What is expected: Which of the lines in the data mention the string "wheel"? List them all.

___ Exercise materials

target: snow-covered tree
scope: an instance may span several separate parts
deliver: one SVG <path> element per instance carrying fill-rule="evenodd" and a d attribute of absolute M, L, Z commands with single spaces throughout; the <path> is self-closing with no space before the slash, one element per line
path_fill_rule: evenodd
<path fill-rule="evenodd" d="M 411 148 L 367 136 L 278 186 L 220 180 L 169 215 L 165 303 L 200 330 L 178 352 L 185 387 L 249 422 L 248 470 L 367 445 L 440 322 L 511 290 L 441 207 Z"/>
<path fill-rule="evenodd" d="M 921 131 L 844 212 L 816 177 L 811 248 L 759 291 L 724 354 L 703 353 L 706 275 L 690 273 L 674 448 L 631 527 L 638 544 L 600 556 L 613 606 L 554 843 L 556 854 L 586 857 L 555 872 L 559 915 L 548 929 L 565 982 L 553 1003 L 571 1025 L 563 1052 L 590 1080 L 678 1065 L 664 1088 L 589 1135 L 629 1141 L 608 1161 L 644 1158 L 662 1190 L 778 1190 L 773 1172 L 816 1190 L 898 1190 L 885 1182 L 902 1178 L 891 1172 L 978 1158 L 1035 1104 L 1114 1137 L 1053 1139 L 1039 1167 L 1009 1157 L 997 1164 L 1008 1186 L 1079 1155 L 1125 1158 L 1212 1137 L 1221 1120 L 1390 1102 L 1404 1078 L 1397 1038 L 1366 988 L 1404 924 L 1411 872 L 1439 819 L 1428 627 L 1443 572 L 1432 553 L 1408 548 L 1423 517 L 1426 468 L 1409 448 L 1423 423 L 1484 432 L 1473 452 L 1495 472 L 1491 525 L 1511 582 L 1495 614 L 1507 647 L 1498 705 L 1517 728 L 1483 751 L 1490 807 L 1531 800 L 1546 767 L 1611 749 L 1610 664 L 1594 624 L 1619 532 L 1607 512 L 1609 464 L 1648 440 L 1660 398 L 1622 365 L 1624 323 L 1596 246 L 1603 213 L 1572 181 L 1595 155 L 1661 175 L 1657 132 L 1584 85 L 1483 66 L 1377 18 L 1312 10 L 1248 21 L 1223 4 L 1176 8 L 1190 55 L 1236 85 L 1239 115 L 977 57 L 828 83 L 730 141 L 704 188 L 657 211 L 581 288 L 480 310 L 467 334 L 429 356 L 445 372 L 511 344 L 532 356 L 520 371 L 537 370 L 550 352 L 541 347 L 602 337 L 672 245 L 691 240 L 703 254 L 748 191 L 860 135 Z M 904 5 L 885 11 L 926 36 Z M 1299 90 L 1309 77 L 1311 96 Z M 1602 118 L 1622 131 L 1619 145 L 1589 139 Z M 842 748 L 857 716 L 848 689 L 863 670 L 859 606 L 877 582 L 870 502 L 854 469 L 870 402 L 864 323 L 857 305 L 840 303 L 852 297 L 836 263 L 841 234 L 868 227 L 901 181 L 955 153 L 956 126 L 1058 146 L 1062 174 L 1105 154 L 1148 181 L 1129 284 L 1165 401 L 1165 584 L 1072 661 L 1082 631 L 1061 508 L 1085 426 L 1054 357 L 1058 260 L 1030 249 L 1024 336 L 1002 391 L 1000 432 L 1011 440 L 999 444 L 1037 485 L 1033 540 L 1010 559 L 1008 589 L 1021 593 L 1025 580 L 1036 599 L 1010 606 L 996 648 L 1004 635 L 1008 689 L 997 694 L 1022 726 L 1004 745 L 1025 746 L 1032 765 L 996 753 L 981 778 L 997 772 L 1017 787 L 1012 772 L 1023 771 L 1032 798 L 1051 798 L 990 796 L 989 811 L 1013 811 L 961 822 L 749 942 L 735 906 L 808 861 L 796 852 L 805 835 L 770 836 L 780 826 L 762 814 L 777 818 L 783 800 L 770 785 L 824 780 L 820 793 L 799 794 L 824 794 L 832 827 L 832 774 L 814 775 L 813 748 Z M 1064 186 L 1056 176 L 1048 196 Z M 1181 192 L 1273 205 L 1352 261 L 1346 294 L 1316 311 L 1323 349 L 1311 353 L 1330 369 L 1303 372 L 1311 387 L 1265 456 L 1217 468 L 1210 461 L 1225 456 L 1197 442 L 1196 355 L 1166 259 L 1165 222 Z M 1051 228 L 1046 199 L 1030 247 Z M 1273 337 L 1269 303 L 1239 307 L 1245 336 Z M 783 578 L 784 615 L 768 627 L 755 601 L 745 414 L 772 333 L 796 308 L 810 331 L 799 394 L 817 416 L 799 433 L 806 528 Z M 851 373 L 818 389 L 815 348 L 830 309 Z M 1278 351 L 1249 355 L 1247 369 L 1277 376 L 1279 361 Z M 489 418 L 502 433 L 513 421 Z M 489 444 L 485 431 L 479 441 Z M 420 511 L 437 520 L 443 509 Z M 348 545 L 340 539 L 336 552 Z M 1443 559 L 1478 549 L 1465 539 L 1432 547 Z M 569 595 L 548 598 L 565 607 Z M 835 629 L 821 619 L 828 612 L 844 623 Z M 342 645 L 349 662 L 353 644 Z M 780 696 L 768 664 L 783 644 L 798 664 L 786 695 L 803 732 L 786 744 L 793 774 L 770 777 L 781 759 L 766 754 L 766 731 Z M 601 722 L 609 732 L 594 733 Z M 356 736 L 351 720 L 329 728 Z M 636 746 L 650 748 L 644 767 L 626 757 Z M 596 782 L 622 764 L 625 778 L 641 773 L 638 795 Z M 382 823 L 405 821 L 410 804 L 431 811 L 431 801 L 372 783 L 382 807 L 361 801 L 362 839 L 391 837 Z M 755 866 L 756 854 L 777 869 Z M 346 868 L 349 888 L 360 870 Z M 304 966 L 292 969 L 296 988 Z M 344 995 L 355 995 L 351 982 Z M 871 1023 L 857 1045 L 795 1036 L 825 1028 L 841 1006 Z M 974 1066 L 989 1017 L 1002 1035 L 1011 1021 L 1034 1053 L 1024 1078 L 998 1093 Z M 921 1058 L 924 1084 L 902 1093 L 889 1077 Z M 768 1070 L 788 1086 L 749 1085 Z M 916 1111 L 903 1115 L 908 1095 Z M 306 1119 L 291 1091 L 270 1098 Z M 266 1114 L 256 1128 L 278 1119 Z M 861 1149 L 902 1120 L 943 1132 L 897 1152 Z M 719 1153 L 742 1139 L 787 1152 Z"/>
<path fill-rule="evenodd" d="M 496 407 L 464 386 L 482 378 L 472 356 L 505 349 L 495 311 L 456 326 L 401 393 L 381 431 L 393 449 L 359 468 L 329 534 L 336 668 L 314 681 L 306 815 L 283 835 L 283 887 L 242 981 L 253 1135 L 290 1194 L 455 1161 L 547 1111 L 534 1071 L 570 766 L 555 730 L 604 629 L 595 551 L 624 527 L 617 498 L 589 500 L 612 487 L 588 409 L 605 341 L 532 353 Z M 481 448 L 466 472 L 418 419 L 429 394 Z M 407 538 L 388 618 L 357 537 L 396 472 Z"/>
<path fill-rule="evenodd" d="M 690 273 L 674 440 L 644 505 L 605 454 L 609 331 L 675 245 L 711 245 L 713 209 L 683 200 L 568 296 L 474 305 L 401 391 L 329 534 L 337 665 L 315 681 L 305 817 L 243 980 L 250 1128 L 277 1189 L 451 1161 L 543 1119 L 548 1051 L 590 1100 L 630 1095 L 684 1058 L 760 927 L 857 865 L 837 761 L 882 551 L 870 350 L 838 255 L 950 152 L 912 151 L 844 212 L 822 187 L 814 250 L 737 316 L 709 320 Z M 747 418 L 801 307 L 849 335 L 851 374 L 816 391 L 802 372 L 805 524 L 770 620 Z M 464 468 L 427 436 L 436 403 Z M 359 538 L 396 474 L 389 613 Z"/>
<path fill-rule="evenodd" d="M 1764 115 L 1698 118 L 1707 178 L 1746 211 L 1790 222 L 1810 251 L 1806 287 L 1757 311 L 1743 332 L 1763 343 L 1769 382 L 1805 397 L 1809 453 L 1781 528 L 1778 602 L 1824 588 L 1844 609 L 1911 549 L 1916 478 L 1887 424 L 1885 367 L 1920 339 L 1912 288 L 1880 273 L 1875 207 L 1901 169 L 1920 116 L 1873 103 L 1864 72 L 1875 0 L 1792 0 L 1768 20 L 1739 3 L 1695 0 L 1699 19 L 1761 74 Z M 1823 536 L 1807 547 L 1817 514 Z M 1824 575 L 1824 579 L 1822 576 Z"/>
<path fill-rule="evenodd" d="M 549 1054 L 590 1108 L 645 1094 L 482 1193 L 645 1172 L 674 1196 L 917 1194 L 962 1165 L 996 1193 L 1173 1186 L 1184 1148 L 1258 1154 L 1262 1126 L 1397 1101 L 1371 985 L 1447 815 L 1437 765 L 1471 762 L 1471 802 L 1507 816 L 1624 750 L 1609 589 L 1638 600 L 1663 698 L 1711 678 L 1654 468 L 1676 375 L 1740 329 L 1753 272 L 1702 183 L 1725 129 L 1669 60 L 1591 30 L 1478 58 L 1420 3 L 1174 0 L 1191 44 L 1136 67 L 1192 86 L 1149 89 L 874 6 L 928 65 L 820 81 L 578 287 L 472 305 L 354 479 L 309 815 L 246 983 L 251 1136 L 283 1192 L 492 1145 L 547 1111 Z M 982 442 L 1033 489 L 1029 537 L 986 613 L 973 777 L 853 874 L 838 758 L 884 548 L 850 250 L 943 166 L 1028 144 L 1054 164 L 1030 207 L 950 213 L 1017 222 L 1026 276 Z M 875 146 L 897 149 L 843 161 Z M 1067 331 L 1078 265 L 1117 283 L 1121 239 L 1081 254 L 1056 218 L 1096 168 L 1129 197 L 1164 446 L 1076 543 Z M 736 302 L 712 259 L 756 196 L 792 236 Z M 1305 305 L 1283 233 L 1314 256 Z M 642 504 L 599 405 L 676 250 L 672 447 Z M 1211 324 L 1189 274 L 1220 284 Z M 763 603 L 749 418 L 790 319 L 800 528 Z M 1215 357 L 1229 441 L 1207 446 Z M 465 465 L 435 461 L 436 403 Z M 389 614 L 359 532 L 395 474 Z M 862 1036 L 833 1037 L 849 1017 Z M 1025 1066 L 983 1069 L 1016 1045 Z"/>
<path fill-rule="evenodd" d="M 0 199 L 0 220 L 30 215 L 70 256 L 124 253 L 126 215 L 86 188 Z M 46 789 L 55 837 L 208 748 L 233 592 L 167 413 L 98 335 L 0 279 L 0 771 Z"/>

______
___ Exercise materials

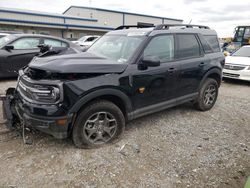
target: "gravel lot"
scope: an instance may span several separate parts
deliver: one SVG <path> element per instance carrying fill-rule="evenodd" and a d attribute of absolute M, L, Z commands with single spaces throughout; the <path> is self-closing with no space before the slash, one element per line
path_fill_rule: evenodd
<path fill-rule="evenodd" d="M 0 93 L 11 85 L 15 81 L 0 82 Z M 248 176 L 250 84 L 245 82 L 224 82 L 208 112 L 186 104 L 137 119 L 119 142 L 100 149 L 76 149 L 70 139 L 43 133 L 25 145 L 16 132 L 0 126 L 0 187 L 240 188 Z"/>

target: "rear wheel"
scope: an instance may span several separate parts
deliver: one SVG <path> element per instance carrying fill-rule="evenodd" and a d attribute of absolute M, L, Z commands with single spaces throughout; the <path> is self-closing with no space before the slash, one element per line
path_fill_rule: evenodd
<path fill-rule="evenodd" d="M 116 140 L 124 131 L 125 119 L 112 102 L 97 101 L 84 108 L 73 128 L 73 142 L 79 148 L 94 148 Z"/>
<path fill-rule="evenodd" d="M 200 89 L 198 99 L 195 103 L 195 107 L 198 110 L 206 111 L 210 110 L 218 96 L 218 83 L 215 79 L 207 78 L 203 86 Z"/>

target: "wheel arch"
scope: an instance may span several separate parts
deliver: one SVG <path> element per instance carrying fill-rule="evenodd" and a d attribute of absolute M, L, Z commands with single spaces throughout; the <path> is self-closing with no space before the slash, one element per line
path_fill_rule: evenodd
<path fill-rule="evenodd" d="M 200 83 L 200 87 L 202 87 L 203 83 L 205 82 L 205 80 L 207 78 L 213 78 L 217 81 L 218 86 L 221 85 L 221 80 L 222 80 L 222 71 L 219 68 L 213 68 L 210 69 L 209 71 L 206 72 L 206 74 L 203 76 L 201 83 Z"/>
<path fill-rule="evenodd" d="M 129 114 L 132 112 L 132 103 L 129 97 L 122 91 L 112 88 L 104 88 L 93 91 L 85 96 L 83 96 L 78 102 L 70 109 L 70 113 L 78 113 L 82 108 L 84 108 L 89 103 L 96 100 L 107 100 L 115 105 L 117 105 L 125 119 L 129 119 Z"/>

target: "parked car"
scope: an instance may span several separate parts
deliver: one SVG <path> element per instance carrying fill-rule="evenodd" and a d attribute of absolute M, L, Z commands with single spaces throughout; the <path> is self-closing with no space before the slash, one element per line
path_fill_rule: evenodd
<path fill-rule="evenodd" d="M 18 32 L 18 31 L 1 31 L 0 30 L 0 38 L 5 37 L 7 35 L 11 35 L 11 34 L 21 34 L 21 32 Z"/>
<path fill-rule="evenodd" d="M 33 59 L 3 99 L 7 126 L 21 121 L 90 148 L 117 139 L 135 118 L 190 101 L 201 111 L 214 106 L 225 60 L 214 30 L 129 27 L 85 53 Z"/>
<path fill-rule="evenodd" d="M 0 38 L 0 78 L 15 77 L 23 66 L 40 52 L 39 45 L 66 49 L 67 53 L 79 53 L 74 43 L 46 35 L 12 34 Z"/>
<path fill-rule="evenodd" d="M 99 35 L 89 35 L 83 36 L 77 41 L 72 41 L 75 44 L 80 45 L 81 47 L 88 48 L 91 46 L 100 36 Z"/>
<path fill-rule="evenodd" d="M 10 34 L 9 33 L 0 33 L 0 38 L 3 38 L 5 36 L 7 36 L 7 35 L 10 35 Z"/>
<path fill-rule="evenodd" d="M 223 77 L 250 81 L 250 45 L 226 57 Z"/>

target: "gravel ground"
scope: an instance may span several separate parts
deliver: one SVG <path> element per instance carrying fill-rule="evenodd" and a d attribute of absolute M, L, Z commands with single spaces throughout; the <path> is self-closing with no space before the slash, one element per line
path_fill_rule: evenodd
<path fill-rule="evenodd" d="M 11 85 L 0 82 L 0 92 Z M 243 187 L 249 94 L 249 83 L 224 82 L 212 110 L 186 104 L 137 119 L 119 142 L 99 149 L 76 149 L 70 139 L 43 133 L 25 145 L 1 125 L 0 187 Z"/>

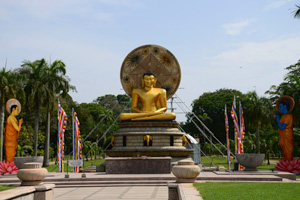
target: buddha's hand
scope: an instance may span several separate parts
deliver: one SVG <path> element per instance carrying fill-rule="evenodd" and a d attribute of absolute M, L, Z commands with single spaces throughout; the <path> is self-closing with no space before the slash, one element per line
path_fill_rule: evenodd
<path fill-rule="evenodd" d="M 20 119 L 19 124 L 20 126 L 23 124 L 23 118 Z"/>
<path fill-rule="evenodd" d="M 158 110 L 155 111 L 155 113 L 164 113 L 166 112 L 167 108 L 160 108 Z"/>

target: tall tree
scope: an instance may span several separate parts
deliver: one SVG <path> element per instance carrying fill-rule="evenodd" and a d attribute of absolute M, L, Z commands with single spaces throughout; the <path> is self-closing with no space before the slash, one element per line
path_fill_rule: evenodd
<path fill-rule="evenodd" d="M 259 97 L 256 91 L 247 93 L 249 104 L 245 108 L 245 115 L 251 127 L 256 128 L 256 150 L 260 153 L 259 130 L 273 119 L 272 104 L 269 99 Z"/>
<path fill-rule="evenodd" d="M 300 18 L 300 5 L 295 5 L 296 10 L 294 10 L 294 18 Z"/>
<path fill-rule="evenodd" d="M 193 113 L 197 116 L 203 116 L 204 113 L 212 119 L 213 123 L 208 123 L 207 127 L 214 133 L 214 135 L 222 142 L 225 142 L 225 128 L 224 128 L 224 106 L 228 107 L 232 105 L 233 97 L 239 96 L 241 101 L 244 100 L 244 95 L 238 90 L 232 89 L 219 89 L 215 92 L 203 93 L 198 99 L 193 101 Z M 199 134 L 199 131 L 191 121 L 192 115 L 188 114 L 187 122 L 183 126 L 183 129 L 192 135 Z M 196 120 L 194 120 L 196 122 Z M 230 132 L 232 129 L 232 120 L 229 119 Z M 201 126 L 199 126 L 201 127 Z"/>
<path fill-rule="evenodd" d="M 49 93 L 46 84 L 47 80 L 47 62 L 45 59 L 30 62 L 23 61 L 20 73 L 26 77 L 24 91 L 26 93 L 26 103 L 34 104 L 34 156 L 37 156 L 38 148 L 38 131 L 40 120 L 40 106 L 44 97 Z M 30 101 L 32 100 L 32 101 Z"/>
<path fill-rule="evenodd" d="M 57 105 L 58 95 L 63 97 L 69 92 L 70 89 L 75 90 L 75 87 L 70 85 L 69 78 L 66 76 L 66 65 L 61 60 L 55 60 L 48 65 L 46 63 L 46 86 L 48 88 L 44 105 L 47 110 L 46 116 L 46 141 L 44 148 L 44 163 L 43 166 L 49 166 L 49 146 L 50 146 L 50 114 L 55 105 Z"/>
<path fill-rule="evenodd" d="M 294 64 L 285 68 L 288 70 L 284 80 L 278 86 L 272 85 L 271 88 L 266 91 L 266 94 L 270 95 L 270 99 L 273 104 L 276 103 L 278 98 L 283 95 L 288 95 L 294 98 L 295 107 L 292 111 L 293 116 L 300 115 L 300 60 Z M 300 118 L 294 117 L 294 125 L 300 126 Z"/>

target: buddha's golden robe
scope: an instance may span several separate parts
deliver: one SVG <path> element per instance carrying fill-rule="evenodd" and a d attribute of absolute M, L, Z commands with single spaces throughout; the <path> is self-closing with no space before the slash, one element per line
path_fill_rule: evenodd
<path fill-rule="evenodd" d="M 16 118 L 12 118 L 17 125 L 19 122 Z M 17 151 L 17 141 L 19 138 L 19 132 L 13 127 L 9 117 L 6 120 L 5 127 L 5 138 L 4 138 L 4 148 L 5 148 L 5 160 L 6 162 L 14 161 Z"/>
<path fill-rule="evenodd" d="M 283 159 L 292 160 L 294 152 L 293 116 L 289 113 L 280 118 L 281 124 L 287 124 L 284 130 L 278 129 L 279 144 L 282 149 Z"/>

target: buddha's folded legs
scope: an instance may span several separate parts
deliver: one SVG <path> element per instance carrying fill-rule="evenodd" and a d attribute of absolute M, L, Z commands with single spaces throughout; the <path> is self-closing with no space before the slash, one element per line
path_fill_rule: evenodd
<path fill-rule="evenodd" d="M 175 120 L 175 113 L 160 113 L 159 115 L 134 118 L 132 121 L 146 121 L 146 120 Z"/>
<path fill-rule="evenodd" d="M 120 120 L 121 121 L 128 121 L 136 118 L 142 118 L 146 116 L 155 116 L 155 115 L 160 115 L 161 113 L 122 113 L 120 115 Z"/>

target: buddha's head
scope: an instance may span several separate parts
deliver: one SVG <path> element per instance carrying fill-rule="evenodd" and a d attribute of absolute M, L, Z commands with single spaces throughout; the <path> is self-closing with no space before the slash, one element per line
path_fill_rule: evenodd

______

Exercise answer:
target: "rear wheel"
target: "wheel arch"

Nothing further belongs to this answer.